> Exercise requirements
Swap "Reviewer note" for "Annotator note" throughout the items below, leaving everything else unchanged, and write the items out again without the pictures.

> Data in this exercise
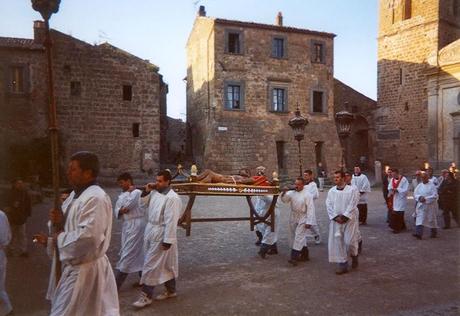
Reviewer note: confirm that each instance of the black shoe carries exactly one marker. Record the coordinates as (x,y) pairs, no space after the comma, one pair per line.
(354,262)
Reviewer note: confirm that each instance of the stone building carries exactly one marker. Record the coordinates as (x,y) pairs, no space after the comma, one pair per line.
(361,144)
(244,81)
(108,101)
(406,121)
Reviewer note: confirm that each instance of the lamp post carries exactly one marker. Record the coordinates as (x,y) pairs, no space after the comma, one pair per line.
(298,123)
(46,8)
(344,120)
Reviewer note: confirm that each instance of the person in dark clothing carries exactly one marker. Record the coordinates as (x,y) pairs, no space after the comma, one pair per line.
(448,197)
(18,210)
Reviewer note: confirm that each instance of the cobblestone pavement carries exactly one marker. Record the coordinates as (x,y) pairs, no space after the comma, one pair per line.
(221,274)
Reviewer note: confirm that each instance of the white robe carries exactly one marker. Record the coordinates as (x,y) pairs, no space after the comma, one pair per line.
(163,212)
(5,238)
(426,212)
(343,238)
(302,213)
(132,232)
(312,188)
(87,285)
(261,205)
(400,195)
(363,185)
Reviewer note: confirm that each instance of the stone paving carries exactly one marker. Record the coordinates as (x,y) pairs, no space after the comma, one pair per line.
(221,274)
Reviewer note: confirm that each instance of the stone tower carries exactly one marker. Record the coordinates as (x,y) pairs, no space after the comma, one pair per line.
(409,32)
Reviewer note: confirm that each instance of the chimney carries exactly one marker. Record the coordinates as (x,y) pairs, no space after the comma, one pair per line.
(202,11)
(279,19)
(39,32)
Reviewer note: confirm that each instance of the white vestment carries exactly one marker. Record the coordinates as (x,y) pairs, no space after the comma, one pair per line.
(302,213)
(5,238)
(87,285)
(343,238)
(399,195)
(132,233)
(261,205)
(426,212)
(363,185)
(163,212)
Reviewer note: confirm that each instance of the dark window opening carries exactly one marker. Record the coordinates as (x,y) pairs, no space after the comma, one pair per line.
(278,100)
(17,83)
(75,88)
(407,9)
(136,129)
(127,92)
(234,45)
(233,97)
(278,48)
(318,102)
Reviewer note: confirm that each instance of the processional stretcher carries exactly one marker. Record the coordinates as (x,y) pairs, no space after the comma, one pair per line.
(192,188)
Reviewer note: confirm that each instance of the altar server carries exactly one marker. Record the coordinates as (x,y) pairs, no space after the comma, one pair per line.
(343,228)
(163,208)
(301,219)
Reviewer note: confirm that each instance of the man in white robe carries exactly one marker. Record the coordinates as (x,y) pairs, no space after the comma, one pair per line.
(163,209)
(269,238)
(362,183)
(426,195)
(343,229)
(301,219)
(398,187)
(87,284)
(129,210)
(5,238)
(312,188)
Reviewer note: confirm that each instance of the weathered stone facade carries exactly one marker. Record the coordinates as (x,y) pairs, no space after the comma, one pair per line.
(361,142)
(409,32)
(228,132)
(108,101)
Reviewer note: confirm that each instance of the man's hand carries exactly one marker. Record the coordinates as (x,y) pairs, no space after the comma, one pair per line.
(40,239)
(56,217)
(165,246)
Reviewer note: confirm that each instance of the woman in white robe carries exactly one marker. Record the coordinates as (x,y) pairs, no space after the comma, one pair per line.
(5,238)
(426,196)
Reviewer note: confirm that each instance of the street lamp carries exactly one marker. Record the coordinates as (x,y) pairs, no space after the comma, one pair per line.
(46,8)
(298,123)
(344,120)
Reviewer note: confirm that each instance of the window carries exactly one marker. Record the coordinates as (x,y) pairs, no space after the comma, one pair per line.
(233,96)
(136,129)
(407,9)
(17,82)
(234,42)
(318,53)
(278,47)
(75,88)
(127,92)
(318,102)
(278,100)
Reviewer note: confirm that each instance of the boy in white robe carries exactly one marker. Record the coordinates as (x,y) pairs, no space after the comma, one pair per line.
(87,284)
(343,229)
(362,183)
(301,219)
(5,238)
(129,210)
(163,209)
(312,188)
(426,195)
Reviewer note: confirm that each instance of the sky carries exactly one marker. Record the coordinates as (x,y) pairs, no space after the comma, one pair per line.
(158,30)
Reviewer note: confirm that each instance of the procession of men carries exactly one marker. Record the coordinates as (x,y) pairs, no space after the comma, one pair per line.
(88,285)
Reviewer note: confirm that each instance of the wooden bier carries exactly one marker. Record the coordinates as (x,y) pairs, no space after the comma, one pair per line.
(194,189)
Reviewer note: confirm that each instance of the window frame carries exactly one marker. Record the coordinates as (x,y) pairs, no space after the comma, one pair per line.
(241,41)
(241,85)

> Exercise output
Annotator note: confirm that each instance of the black shoe carries exactly one marker. Record the coordinates as (x,y) pairs, no space after the comma, one pair per line.
(354,262)
Annotator note: confirm that each instance of the stone building carries exactly one marker. Record the coordinates as (x,y) pairs, no space after the comma, one pair per line.
(361,144)
(244,81)
(108,101)
(406,121)
Annotator note: confirm that each instance of the lamp post carries exactly one marker. Record the coordinates as (x,y) pairs, no space after the comma, one pair per line.
(298,123)
(46,8)
(344,120)
Annotator note: confirm that each instance of the person in dark clothing carries exactly one marker. Record the coordinates as (x,y) pairs, no space after the comma, one pair per line.
(448,197)
(18,210)
Annotator note: confirm that each instance of the cobblestone pavement carries exactly one marker. Record the coordinates as (x,y) pairs, no space after the comma, one pair per line.
(221,274)
Annotator note: confirm that each instance of the white robe carries exactly one marker. Record the coordinates as (x,y) pairs, no space after the comma, one pair per line.
(163,212)
(5,238)
(426,212)
(343,238)
(302,213)
(132,232)
(312,188)
(87,285)
(261,205)
(400,195)
(363,185)
Annotator note: confirm that each instance of the stone paving carries exactly one marker. Record the coordinates as (x,y) pairs, no space after the comma, one pair per line.
(221,274)
Annotator note: confirm that each instance of the stone tower carries exactly one marker. Record the coordinates as (x,y) pairs, no space after the comma, one pair per line.
(409,32)
Annotator note: confirm that each instance of the chimney carries exactly one marker. Record the coordinates as (x,y) pairs, no space after the comma, one pair per line.
(202,11)
(279,19)
(39,32)
Annotator note: confirm that each instance of the white vestment carries exactly one marker. Record the coordinates as (x,y) pairs, no space after the comma, one pair per line.
(302,213)
(5,238)
(87,285)
(343,238)
(399,195)
(132,233)
(261,205)
(426,212)
(363,185)
(163,212)
Annotator note: confirm that each instance of the dark window opening carries exactly one marker. Record the coordinates as (x,y) pairs, no space after the comma, one pair per line.
(278,100)
(17,83)
(75,88)
(407,9)
(136,129)
(127,92)
(234,45)
(233,97)
(278,48)
(318,102)
Annotator note: confirm that each instance of the processional stretcher carries exactly one marker. Record the coordinates as (x,y) pairs, no space after the comma, one pair per line.
(192,188)
Annotator note: confirm that each instance of the altar server carries exactly one marker. Record the coordinates as (x,y) pairs, no space after the comma, one pair per line.
(343,228)
(163,208)
(301,219)
Annotator note: confirm that each instance of the man in white robe carries exactly one marker. Record the coordinates as (x,y) pairs, no space after the comma, one pair per line.
(163,209)
(269,238)
(362,183)
(426,195)
(343,229)
(301,219)
(398,187)
(87,284)
(129,210)
(5,238)
(312,188)
Annotator note: confirm that each instance of the weathered stone facade carries exactly one marker. Record the coordinates as (x,y) pairs, no space after the comma, one pair per line.
(361,142)
(409,32)
(228,132)
(108,101)
Annotator note: confirm that each instance of the man's hand carries exactly one marker. Record the coordinates as (x,y) pairs, no space after the comma, one pair per line.
(40,239)
(56,217)
(165,246)
Annotator note: confirm that each instance of the woman in white robe carries exactly one marker. Record the coordinates as (x,y) pairs, no space after the comma, one pair per line.
(5,238)
(426,196)
Annotator note: confirm that each instance of the street lamp carries exactly one marker. Record the coordinates as (x,y) pairs, no space after the comma, one pair per line.
(46,8)
(298,123)
(344,120)
Annotator note: confirm that each instance of the window carries exactly one marker. Record the coordinates as (x,y) pairs, no space after the comma, one pair per line.
(233,96)
(136,129)
(407,9)
(17,82)
(234,42)
(318,53)
(278,47)
(75,88)
(127,92)
(318,102)
(278,100)
Annotator note: confirm that each instance of the boy in white robe carries exactly one marker. Record the coordinates as (x,y) pairs, no space after the comma, one pair per line.
(87,284)
(343,229)
(362,183)
(301,219)
(5,238)
(129,210)
(163,209)
(312,188)
(426,195)
Annotator note: confirm that each instance of the sky carries exactly one marker. Record the coordinates as (x,y) pairs, no space after the comma, one pair per line.
(158,30)
Annotator note: confirm that each instance of the procession of men carries exactly one marker. Record the coordinates as (x,y) pairs, no space after the comma, one pair per line.
(88,285)
Annotator note: confirm that each instance of the wooden bier carries exactly one marker. Record the coordinates as (x,y) pairs, no space after the comma, one pair per line.
(194,189)
Annotator note: confirm that each instance of the window frame carries exactly one marker. Record the coordinates as (x,y) pairs, no space after the comma, one pair per line.
(241,41)
(241,85)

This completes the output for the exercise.